▸ **Text excerpt**:
***

L in extract_features.py

Dear authors,
I extract feature and save into HDF5 file but number of img_ids don't equal number of reg_feat and gri_feat.
In extract_features.py,
Why does batch_size in Dataloader equal BATCH_SIZE - 1 and why append random tensor to imgs from batch in dataloader.
Thank authors.

I have done it.

It is nice that you resolved things yourself. For more detail, let me assure as follows.

L is the total number of images in the (COCO) dataset.

Why does batch_size in Dataloader equal BATCH_SIZE - 1 and why append random tensor to imgs from batch in dataloader

Adding a random tensor of a FIXED SHAPE HxW is a small trick to ensure all the images in the dataset would be resized to the same HxW size. It is for the purpose of saving tensors of the same shape into HDF5.

***

▸ **Recorded data**:

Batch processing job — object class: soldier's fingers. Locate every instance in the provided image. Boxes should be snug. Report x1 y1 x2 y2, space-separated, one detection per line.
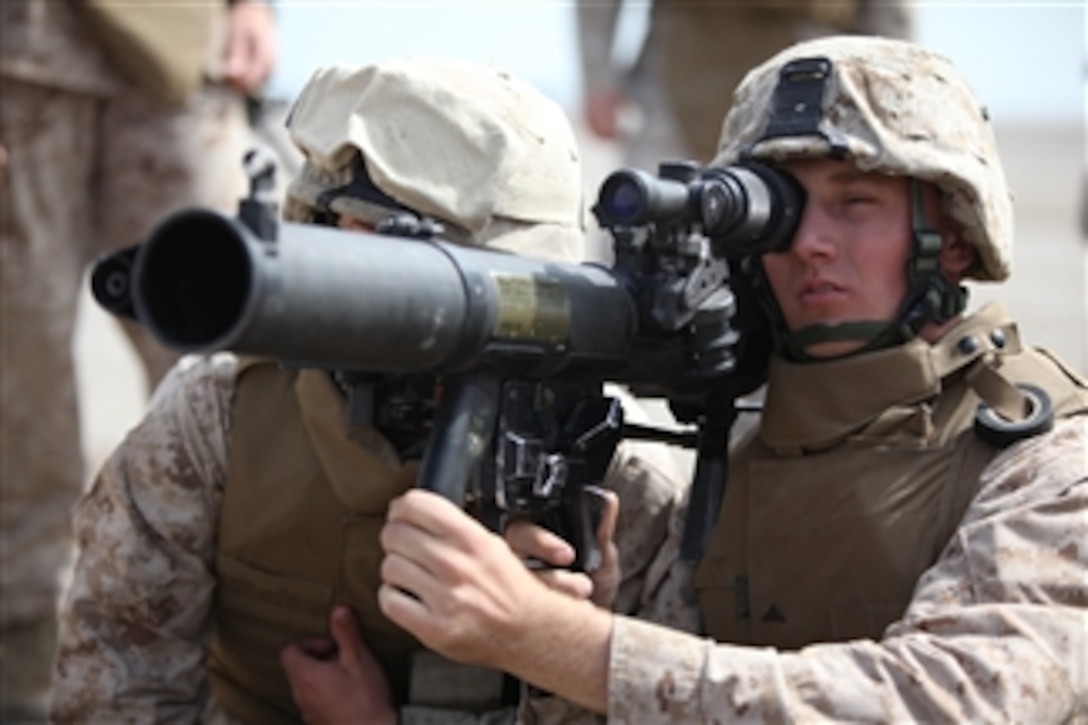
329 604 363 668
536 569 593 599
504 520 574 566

***

▸ **Work to do**: Carry the extract_features.py thread forward from its final sentence. The listing is material separate from the extract_features.py thread.

▸ **Result below**:
images will be resized to the maximum shape HxW as in

grit/models/caption/detector.py

Line 44 in a47e362

samples = nested_tensor_from_tensor_list(samples)
More about resizing the input images can be found in

grit/utils/misc.py

Line 327 in a47e362

max_size = _max_by_axis([list(img.shape) for img in tensor_list])
Deformable Attention prefers the input batch of size 2^N (e.g., 64). Therefore, to make sure that the total number of input images (including the random tensor) = BATCH_SIZE = 64, the real images fetched from the dataloader should be batch_size = BATCH_SIZE - 1, in which 1 is for the random tensor ;)